Ejercicios
A - Responde, según el extracto de página:
(i) ¿Quién tiene a su cargo especial a los españoles del grupo?
(ii) ¿Qué puesto ocupa Lucila en la casa de los Castaño Castillo?
(iii) ¿Alrededor de qué hora regresa al hotel quien narra?
B - Reescribe todo lo que va desde la línea que contiene "Please mark the ceiling, one" hasta el final de los registros, con ambos extremos incluidos y con las solicitudes. Aumenta en 24 cada coordenada de las respuestas.

Extracto de página
++++++++++++++++++++
En el hotel, saludo de María Paula, a cuyo cargo corre la atención personal de los invitados, y de Andrea, que tiene a su cargo especial los españoles del grupo: el legendario Pepe Ribas, Eduardo Lago y yo. Me cae requetebién María Paula, quien además me dice que a mí y a Pepe (me lo presenta) nos están esperando en la casa de Gloria Valencia y Álvaro Castaño Castillo, que dan una pequeña fiesta más o menos en nuestro honor, pero informal. Dejo el equipaje en la habitación, donde me estaba esperando un saludo frutal exquisito, al que prometo hincarle el diente por la mañana. Me ducho a la carrera, y al bajar conozco a Mario Jursich (¡por fin, tras diez años de colaborar en El Malpensante!), que nos lleva en su carro a lo de Gloria & Álvaro.

El reencuentro con Gloria & Álvaro está a la altura de la amistad entrañable que nos tenemos. Pero apenas los he saludado me escapo a la cocina, en busca de Lucila. Es la primera persona por la que he preguntado en esta casa. Nunca olvidaremos Diny y yo cómo nos trató Lucila, el ama de llaves, la criada de confianza de los Castaño Castillo. Fue una madre para nosotros.

Y siempre la recordamos. Ella acude a recibirme cuando entro, sin correr, sin hacer aspavientos, pero se le nota la alegría de verme, siente con qué cariño le tomo su mano con las mías (nunca la abrazaría, por respeto), y siento el cariño suyo devolviéndome el apretón: “Le estaba diciendo a ellas dos”, me señala con los ojos a sus ayudantes de esta noche, “que nunca tuvimos mejores huéspedes en esta casa, como la señora Diny y usted!. Le agradezco, pero me emociono a tope, tengo que salir de la cocina o me pongo a llorar. En el salón me “secuestran” Pilar Castaño Valencia y su esposo, Guillermo; también Gonzalo Mallarino me quiere acaparar. Pasamos al comedor para la cena. Por último, al cabo de una hora, quedamos tan sólo Álvaro, Mario y yo,  tomando unos whiskies que nos sirve la buena Lucila. Y Álvaro y yo nos contamos varias viejas batallitas que Mario desconoce y mucho lo divierten. Luego, alrededor de la 1.30 me lleva de regreso al hotel.
++++++++++++++++++++
Registros mostrados
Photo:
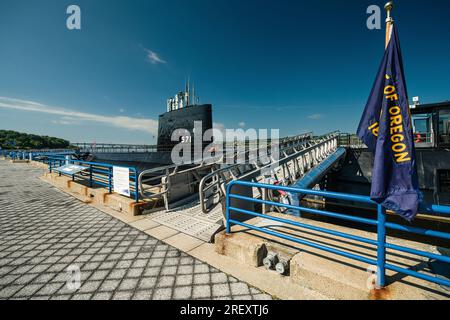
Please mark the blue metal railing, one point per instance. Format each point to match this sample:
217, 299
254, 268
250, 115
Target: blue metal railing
96, 174
34, 154
380, 223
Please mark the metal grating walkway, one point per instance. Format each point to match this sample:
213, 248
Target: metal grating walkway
191, 220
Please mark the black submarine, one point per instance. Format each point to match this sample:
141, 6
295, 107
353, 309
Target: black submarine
183, 111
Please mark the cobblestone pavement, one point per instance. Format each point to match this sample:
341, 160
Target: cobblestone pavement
44, 231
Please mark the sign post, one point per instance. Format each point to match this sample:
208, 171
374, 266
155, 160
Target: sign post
121, 181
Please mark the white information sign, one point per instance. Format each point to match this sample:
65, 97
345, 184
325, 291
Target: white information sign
121, 180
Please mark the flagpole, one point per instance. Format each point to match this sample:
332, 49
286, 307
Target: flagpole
389, 21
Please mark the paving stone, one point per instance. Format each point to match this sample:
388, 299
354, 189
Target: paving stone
47, 231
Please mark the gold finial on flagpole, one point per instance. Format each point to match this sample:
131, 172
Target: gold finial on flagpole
389, 21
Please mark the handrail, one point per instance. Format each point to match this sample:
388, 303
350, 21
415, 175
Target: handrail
204, 187
380, 223
207, 163
98, 173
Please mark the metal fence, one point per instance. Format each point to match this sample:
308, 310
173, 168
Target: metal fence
96, 173
380, 223
34, 154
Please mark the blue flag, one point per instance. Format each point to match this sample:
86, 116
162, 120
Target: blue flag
386, 129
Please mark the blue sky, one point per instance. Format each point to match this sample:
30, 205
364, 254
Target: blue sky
293, 65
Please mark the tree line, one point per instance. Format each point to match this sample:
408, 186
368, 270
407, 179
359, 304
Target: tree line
17, 140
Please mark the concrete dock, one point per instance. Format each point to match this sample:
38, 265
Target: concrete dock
45, 232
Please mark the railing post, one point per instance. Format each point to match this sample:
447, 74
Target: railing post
136, 184
381, 248
90, 176
109, 180
227, 207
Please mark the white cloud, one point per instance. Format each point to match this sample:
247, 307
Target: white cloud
153, 57
315, 116
73, 117
219, 126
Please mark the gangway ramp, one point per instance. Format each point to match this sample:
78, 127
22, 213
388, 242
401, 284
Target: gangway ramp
190, 197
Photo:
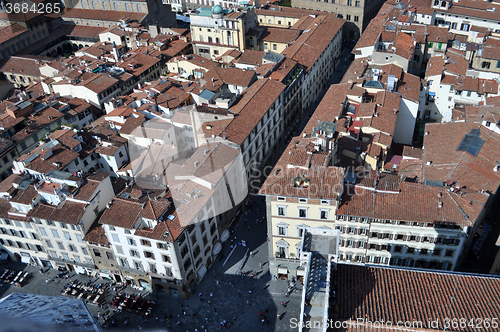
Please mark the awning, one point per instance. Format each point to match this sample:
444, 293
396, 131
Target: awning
79, 269
201, 272
282, 243
217, 248
224, 236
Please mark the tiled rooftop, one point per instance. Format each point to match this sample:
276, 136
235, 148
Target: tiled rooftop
379, 294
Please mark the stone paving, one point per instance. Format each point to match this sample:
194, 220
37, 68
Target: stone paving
236, 298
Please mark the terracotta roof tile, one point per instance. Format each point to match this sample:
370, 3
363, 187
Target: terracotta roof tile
449, 165
391, 294
412, 202
256, 100
311, 44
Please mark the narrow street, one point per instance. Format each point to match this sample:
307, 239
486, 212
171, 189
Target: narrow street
238, 299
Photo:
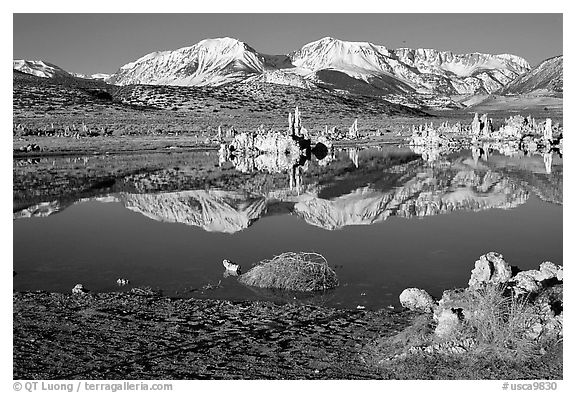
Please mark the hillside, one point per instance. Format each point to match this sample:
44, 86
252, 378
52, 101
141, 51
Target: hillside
546, 79
40, 103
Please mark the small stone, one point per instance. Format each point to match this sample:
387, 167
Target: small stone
448, 323
232, 268
527, 282
417, 299
548, 270
491, 268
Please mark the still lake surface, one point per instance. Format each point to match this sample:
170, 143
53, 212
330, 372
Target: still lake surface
384, 218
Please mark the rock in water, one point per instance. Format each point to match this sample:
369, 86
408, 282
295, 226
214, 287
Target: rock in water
79, 290
417, 300
295, 271
491, 268
231, 267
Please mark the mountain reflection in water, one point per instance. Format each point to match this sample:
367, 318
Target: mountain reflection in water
369, 192
354, 206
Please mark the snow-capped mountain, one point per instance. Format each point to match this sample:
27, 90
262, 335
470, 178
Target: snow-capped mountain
330, 62
547, 77
39, 68
98, 77
210, 62
420, 70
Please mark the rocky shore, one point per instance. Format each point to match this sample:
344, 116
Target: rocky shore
127, 336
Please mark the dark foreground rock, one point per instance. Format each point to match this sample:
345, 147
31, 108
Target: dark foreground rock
127, 336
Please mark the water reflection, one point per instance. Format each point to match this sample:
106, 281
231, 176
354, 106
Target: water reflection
359, 187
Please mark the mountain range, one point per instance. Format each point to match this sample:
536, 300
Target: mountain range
343, 66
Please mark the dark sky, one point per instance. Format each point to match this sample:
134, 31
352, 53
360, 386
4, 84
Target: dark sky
90, 43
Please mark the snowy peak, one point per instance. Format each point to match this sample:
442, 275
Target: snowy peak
330, 53
39, 68
213, 62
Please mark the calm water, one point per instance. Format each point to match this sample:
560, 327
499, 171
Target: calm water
384, 218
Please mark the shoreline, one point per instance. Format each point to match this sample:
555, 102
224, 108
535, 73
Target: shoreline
128, 336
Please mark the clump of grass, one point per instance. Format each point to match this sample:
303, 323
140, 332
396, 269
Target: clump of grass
495, 323
499, 323
296, 271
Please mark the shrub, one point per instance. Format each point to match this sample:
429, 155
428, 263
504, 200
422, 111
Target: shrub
297, 271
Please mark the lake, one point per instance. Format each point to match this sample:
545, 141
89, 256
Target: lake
386, 218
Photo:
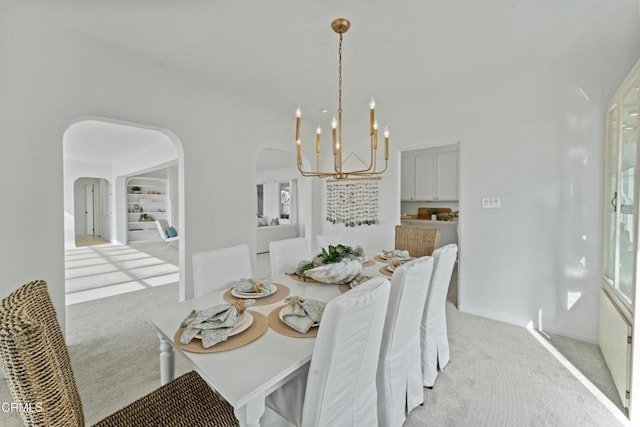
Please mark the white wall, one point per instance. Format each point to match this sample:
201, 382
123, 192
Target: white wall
529, 136
534, 139
50, 76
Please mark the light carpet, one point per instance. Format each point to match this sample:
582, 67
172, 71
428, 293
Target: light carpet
499, 374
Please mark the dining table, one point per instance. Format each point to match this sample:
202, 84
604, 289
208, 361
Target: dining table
246, 375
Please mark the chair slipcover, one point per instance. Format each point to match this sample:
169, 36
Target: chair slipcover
324, 240
399, 378
339, 387
284, 255
216, 269
434, 341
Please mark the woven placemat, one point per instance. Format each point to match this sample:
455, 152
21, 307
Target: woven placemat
299, 279
256, 330
344, 288
378, 258
369, 263
282, 292
280, 327
384, 270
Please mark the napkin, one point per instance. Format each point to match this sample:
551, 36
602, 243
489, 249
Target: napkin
214, 324
250, 286
396, 253
305, 314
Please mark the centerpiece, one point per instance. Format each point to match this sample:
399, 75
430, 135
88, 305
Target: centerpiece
338, 264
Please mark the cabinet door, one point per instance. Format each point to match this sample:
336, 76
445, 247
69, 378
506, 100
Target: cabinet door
407, 178
426, 177
447, 176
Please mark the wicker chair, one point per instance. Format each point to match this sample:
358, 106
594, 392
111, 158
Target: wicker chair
36, 363
419, 241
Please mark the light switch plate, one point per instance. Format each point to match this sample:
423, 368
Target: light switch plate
491, 203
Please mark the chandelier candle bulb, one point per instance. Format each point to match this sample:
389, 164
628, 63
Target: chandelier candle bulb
298, 114
318, 132
375, 135
386, 143
372, 109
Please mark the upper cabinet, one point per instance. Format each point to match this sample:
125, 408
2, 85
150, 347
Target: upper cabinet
430, 174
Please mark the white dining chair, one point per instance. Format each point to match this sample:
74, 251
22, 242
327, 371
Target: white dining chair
433, 334
284, 255
324, 240
399, 378
338, 387
217, 268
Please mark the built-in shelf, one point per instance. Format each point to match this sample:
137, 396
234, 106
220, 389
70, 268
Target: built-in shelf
152, 200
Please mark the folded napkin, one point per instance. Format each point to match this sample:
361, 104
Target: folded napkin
305, 314
396, 253
213, 324
250, 286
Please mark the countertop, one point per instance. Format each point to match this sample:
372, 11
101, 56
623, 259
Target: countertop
413, 218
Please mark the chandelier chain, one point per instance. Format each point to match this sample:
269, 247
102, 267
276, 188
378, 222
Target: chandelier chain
340, 75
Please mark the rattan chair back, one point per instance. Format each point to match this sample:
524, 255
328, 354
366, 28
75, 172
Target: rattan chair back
419, 241
37, 365
35, 359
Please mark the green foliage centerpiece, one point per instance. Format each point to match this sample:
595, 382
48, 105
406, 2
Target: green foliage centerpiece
336, 264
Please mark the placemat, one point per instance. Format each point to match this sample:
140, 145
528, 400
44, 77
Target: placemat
282, 292
344, 288
256, 330
280, 327
299, 279
384, 270
378, 258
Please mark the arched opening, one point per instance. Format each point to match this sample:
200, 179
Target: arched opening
283, 199
105, 160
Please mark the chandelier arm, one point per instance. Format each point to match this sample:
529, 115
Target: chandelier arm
340, 26
314, 174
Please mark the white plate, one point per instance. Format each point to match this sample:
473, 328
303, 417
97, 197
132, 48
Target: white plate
288, 309
251, 295
244, 321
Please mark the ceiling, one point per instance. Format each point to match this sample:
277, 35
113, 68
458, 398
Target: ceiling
104, 142
282, 53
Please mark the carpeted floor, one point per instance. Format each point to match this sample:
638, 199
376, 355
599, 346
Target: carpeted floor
499, 374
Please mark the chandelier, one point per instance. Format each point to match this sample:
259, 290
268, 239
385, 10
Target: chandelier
340, 26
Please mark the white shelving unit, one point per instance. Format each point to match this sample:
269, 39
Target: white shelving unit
145, 196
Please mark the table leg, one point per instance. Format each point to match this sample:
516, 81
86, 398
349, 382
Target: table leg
249, 414
167, 361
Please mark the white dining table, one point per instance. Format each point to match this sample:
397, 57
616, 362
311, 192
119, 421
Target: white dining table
243, 376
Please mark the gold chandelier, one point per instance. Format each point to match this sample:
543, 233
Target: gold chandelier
340, 26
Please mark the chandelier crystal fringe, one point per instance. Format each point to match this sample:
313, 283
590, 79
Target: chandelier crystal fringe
340, 26
352, 202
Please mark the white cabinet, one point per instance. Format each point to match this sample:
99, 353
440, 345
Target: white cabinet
620, 297
430, 174
147, 201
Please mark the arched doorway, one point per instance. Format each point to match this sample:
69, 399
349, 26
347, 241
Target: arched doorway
110, 152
++++++++++++++++++++
Respuestas esperadas
A -
(i) Andrea.
(ii) Es el ama de llaves, la criada de confianza.
(iii) Alrededor de la 1.30.

B -
Please mark the ceiling, one point per instance. Format each point to match this sample:
277, 35
113, 68
458, 398
Target: ceiling
128, 166
306, 77
Please mark the carpeted floor, one point per instance. Format each point to match this sample:
638, 199
376, 355
599, 346
Target: carpeted floor
523, 398
Please mark the chandelier, one point per instance. Format each point to match this sample:
259, 290
268, 239
385, 10
Target: chandelier
364, 50
Please mark the white shelving unit, one point per instance. Format each point to match this sample:
269, 39
Target: white shelving unit
169, 220
Please mark the table leg, one point per instance. Format each point to match this sample:
516, 81
86, 398
349, 382
Target: table leg
273, 438
191, 385
Please mark the white dining table, one point per instance. Format each point to match this sample:
397, 57
616, 362
311, 192
119, 421
Target: white dining table
267, 400
Please mark the gold chandelier, one point per instance. Format each point to match this sample:
543, 233
Target: gold chandelier
364, 50
Please mark the chandelier crystal fringe, one point per instance. Format each point to match this sample:
313, 283
590, 79
Target: chandelier crystal fringe
364, 50
376, 226
Please mark the white cabinet, one point per instance. Format each point to match this sample:
99, 353
440, 345
Target: white cabinet
644, 321
454, 198
171, 225
Please mark the arched doorway, one point per instance. Format each point to match this sample:
69, 399
349, 26
347, 241
Target: arched doorway
134, 176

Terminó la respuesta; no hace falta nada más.